ЦЕЛЬ ЗАДАНИЯ -> Повторите дословно часть отрывка о сопровождении штурмовиков, которая начинается словами «Вылетов за войну» и заканчивается словами «снизу — голубой.».
── ФРАГМЕНТ ДОКУМЕНТА
Вот как-то раз, по-моему осенью 44-го, увлеклись мы прикрытием и прозевали «мессеров». Когда оглянулся назад, смотрю — уже прямо почти вплотную подходит к нам пара «мессершмиттов». Тут уж делать нечего было, я по радио «илу» сказал: «Сматывайся!» — чтоб он понял, в чем дело. А я был в таком положении, что если я сейчас поверну, то себя подставлю под удар. Я сразу ведомому говорю: «По скоростям!» — газ добавляю, в горизонтальном полете отрываюсь, чтоб себя не подставлять, и потом резко полез вверх. Смотрю, они отстают.
Таким образом, ты в дурном положении оказываешься — получается, я не должен бросать «ил» и должен его сопровождать до конца. С другой стороны, хотелось вступить в бой — есть преимущество: я сверху нахожусь, с переворота можно было атаковать. Двоякое положение.
«Ил» уже на бреющий перешел, и я его потерял, а в отношении «мессеров» находился в самой удобной позиции. Расстояние было метров 800—1000 — сделать переворот и с пикирования попытаться атаковать. Но… все вот эта наша обязаловка — по приказу я должен идти в непосредственной близости от «ила», и если что-то случится, отбиваться отворотами — то есть отвернуться от удара противника и встать на место. И ни в коем случае не вступать ни в какой бой!
Почему у нас столько людей гибло при прикрытии? Получается, кого-то сбили, а ты иди дальше по прямой. Инициатива должна быть у человека! А в первые годы в сопровождении вообще вплотную ходили! Крыло в крыло с бомбардировщиком! Это давало только бомбардировщикам успокоение — с ними идут истребители, а толку-то от этого? Стрелок лучше мог обороняться, чем истребитель. Так что, несмотря на такие приказы, летчики все равно вступали в бой, иначе ты бомбардировщик не защитишь никак. У истребителя должна быть свобода, он должен думать своей головой.
Вылетов за войну у меня было 48. На корректировку летали мы 1 раз.
— Самолеты были «привязаны» к летчику?
— Конечно, у каждого свой был!
— Вы помните его бортовой номер? Как самолеты окрашивали?
— «60». Номер «60» у меня был. По-моему, все они были зеленого цвета, и снизу — голубой.
— Каково ваше мнение о Ла-5?
────
── ИСХОДНЫЕ ДАННЫЕ
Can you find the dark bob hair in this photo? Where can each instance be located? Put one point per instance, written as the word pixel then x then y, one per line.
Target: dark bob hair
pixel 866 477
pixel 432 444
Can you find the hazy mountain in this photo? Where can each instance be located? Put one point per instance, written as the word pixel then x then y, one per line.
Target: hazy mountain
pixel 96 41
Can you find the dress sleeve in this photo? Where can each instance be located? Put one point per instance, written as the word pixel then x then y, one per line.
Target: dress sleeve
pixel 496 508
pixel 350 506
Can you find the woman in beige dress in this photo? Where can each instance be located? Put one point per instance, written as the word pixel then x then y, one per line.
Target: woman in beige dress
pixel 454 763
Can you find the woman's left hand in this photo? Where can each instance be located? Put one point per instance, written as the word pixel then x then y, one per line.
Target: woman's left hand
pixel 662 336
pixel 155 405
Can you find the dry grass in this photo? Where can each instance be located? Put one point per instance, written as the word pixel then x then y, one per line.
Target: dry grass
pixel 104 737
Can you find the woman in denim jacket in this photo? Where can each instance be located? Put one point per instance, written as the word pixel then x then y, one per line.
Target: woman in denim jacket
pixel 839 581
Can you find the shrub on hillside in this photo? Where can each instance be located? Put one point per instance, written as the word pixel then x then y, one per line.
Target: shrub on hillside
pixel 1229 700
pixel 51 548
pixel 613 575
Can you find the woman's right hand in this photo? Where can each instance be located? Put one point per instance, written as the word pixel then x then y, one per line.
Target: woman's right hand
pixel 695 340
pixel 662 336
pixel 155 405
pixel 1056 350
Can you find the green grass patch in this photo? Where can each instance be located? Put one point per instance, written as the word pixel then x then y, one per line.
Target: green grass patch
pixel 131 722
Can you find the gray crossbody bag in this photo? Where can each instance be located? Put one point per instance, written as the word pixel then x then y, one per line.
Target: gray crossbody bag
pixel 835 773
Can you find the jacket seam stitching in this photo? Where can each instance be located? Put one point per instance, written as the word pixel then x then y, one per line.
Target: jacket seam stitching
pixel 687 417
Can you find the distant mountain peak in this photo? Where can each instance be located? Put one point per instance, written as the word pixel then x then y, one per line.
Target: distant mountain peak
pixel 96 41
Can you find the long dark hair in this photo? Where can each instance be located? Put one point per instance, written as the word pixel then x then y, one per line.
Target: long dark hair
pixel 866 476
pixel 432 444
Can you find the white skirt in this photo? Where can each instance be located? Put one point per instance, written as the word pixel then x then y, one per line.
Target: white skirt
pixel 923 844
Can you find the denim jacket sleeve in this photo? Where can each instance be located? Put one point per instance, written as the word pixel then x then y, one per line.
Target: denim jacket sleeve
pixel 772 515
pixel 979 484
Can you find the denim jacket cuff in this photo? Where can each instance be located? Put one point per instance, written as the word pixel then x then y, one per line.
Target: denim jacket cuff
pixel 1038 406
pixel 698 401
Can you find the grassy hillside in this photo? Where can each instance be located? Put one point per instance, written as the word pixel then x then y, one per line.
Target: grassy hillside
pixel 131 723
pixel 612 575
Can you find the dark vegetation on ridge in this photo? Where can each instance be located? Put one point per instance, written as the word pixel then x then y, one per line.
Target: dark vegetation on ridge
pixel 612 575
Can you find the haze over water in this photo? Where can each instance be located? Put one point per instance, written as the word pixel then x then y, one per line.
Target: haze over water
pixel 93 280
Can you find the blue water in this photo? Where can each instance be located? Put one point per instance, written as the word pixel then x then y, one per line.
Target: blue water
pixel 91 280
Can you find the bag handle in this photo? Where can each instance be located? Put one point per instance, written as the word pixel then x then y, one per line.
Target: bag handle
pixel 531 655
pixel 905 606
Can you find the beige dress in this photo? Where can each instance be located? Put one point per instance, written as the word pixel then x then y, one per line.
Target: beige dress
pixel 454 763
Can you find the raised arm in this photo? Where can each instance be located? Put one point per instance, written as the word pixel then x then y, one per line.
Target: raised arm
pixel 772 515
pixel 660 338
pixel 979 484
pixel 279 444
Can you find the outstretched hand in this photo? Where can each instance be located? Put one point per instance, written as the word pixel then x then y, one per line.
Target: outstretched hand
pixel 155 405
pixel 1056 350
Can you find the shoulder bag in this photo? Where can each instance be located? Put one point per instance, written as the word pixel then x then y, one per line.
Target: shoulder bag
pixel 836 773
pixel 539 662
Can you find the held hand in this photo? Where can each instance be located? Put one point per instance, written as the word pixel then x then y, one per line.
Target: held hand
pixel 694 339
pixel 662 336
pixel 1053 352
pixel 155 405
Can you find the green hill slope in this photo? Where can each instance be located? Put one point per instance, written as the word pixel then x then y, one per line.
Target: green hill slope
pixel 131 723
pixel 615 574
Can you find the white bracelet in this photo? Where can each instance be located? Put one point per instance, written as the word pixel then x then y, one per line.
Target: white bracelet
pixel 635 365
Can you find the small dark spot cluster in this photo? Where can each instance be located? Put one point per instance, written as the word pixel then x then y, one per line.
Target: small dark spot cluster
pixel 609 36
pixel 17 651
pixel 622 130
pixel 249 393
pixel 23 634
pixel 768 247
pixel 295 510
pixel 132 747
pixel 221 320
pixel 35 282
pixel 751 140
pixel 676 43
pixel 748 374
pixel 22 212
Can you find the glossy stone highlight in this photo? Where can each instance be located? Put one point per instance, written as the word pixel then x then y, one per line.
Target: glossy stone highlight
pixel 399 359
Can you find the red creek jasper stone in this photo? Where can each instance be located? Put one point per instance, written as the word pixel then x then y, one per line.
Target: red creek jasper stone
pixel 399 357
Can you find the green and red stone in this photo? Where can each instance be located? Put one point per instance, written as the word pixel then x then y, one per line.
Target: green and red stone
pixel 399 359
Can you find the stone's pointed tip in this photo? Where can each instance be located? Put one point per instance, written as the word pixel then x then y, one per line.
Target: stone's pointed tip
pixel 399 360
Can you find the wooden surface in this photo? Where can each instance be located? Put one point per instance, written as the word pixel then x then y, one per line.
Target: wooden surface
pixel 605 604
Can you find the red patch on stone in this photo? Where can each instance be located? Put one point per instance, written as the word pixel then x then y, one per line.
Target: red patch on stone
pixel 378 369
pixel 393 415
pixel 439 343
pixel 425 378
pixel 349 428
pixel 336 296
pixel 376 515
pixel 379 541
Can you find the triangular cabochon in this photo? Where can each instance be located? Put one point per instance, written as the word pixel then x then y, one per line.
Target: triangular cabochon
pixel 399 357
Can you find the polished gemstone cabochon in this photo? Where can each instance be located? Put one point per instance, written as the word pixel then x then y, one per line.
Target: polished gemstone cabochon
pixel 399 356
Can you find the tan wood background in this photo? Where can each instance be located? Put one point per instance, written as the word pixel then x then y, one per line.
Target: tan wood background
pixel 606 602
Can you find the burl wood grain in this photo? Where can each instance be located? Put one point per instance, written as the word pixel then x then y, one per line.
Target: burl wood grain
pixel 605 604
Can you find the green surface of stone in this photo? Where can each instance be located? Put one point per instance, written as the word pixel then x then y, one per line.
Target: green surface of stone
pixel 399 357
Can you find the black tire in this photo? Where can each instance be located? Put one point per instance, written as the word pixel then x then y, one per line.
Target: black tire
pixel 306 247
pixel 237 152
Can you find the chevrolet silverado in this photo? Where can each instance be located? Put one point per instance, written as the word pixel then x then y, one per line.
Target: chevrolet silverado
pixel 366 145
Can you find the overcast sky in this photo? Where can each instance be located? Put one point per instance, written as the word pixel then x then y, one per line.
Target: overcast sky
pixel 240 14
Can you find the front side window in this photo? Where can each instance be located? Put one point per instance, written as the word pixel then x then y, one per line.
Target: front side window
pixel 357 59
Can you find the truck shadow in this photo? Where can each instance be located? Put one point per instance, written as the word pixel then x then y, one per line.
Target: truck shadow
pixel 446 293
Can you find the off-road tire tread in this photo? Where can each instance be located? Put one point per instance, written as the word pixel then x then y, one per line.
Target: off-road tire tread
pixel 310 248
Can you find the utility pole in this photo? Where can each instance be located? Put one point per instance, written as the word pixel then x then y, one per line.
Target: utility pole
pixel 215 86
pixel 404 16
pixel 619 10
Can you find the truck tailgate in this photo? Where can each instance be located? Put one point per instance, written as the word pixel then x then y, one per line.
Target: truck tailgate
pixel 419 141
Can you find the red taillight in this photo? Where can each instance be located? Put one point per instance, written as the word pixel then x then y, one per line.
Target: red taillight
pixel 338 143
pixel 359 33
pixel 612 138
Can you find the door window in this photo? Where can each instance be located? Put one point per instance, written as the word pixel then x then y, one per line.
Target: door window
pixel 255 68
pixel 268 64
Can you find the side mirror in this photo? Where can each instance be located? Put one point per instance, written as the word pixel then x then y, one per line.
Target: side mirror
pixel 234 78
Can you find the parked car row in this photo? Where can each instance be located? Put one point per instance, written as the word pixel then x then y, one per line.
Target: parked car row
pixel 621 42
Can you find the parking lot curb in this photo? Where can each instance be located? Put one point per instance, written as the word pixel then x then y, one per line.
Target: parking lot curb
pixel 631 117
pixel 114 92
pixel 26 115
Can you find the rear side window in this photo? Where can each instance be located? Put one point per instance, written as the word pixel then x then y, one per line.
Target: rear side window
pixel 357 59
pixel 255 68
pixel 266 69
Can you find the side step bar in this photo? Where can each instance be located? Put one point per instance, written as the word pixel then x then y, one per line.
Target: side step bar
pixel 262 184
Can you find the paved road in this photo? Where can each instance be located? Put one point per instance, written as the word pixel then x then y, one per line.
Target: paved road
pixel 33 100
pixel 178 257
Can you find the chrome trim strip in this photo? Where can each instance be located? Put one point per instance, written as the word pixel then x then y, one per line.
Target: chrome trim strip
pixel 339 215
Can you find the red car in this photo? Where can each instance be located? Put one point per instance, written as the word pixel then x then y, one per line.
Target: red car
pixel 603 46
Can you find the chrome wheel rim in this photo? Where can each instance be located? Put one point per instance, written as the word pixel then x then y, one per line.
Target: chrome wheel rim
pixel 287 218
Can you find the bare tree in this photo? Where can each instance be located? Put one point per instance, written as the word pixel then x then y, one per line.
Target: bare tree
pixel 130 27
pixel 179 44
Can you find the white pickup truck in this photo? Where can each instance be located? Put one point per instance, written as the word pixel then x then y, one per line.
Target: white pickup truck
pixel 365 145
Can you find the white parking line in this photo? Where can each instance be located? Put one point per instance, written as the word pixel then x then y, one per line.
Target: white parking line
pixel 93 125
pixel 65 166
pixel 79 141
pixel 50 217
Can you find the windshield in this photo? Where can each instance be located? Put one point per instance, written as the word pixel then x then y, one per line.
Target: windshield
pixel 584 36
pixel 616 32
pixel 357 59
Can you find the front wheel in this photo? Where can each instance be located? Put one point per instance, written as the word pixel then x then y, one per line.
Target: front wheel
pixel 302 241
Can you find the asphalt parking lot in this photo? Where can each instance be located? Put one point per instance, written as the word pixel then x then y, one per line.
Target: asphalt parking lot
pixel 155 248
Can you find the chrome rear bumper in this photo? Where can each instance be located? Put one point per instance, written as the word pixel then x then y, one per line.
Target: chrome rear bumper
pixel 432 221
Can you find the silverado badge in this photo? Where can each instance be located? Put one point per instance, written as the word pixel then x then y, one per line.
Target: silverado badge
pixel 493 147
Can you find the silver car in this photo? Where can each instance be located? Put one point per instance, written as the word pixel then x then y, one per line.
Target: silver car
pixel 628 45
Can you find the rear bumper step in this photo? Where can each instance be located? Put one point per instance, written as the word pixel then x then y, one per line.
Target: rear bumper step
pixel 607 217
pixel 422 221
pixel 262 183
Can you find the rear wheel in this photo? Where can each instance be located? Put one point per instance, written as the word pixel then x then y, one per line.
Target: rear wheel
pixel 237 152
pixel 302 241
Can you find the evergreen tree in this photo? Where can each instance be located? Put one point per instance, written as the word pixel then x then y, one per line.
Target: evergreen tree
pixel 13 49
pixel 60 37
────
ПРАВИЛЬНЫЙ ОТВЕТ ->
Вылетов за войну у меня было 48. На корректировку летали мы 1 раз.
— Самолеты были «привязаны» к летчику?
— Конечно, у каждого свой был!
— Вы помните его бортовой номер? Как самолеты окрашивали?
— «60». Номер «60» у меня был. По-моему, все они были зеленого цвета, и снизу — голубой.